* What you need to do *
Start at the top line and retype the data exactly through to the end.

Data items
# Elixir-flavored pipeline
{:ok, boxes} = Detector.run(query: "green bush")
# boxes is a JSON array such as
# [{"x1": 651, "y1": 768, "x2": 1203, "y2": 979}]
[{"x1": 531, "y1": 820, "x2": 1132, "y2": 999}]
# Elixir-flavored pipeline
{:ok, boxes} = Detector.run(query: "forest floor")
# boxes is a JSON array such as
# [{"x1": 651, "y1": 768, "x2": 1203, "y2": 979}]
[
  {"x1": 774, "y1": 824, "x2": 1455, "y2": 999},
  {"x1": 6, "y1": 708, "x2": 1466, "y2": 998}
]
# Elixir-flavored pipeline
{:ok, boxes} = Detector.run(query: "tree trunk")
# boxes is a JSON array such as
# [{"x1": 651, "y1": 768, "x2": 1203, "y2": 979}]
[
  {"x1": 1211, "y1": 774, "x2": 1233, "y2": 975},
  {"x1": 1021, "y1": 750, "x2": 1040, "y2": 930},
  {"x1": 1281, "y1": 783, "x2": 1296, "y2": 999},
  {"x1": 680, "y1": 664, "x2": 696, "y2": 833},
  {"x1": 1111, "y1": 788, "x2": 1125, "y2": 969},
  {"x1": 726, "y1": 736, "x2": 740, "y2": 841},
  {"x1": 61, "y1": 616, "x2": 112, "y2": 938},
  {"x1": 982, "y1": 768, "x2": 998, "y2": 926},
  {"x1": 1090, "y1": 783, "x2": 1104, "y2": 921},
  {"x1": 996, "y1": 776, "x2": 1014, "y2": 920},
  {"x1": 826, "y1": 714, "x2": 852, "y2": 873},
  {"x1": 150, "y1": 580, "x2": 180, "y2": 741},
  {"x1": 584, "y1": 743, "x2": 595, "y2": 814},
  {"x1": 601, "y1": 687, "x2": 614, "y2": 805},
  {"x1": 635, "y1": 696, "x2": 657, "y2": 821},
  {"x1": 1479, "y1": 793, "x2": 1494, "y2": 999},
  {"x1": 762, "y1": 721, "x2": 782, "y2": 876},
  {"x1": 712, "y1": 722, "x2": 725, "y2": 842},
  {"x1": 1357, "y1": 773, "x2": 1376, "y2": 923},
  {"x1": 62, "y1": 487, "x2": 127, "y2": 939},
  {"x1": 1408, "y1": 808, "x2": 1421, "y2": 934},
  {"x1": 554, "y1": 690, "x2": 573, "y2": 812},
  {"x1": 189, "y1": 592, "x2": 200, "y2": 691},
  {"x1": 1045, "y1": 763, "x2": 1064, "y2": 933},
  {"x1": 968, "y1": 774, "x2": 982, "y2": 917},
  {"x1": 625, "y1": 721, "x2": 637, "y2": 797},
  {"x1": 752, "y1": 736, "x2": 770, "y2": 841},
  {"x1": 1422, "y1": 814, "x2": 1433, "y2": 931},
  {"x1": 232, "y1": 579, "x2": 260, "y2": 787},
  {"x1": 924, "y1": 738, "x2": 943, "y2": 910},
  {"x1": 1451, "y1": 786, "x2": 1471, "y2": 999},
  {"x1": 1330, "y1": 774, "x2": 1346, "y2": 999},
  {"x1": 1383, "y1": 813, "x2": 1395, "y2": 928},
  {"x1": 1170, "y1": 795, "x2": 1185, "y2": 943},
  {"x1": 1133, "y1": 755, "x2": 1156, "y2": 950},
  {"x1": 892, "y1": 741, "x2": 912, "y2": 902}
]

* Solution for this task *
# Elixir-flavored pipeline
{:ok, boxes} = Detector.run(query: "green bush")
# boxes is a JSON array such as
# [{"x1": 651, "y1": 768, "x2": 1203, "y2": 979}]
[{"x1": 531, "y1": 820, "x2": 1132, "y2": 999}]
# Elixir-flavored pipeline
{:ok, boxes} = Detector.run(query: "forest floor")
# boxes is a JSON array such as
# [{"x1": 651, "y1": 768, "x2": 1203, "y2": 979}]
[
  {"x1": 774, "y1": 824, "x2": 1455, "y2": 999},
  {"x1": 6, "y1": 708, "x2": 1466, "y2": 998}
]
# Elixir-flavored pipeline
{:ok, boxes} = Detector.run(query: "tree trunk")
# boxes is a JSON array such as
# [{"x1": 651, "y1": 768, "x2": 1203, "y2": 979}]
[
  {"x1": 1211, "y1": 774, "x2": 1233, "y2": 975},
  {"x1": 1021, "y1": 750, "x2": 1040, "y2": 930},
  {"x1": 1281, "y1": 783, "x2": 1296, "y2": 999},
  {"x1": 680, "y1": 664, "x2": 696, "y2": 833},
  {"x1": 1111, "y1": 788, "x2": 1125, "y2": 969},
  {"x1": 726, "y1": 736, "x2": 740, "y2": 841},
  {"x1": 61, "y1": 616, "x2": 112, "y2": 938},
  {"x1": 982, "y1": 768, "x2": 998, "y2": 926},
  {"x1": 1090, "y1": 783, "x2": 1104, "y2": 921},
  {"x1": 996, "y1": 776, "x2": 1014, "y2": 920},
  {"x1": 826, "y1": 714, "x2": 852, "y2": 873},
  {"x1": 150, "y1": 580, "x2": 180, "y2": 741},
  {"x1": 584, "y1": 743, "x2": 595, "y2": 814},
  {"x1": 601, "y1": 687, "x2": 614, "y2": 805},
  {"x1": 635, "y1": 696, "x2": 657, "y2": 821},
  {"x1": 1479, "y1": 793, "x2": 1494, "y2": 999},
  {"x1": 762, "y1": 721, "x2": 782, "y2": 876},
  {"x1": 712, "y1": 722, "x2": 725, "y2": 842},
  {"x1": 1357, "y1": 773, "x2": 1376, "y2": 923},
  {"x1": 62, "y1": 487, "x2": 127, "y2": 939},
  {"x1": 1408, "y1": 808, "x2": 1421, "y2": 934},
  {"x1": 554, "y1": 690, "x2": 573, "y2": 812},
  {"x1": 189, "y1": 592, "x2": 200, "y2": 691},
  {"x1": 1045, "y1": 763, "x2": 1064, "y2": 933},
  {"x1": 968, "y1": 774, "x2": 982, "y2": 917},
  {"x1": 625, "y1": 721, "x2": 637, "y2": 797},
  {"x1": 752, "y1": 736, "x2": 770, "y2": 841},
  {"x1": 1422, "y1": 814, "x2": 1433, "y2": 931},
  {"x1": 232, "y1": 579, "x2": 260, "y2": 787},
  {"x1": 924, "y1": 738, "x2": 943, "y2": 910},
  {"x1": 1451, "y1": 786, "x2": 1471, "y2": 999},
  {"x1": 1330, "y1": 774, "x2": 1346, "y2": 999},
  {"x1": 1383, "y1": 813, "x2": 1395, "y2": 928},
  {"x1": 1170, "y1": 795, "x2": 1185, "y2": 943},
  {"x1": 1133, "y1": 755, "x2": 1156, "y2": 950},
  {"x1": 892, "y1": 741, "x2": 912, "y2": 902}
]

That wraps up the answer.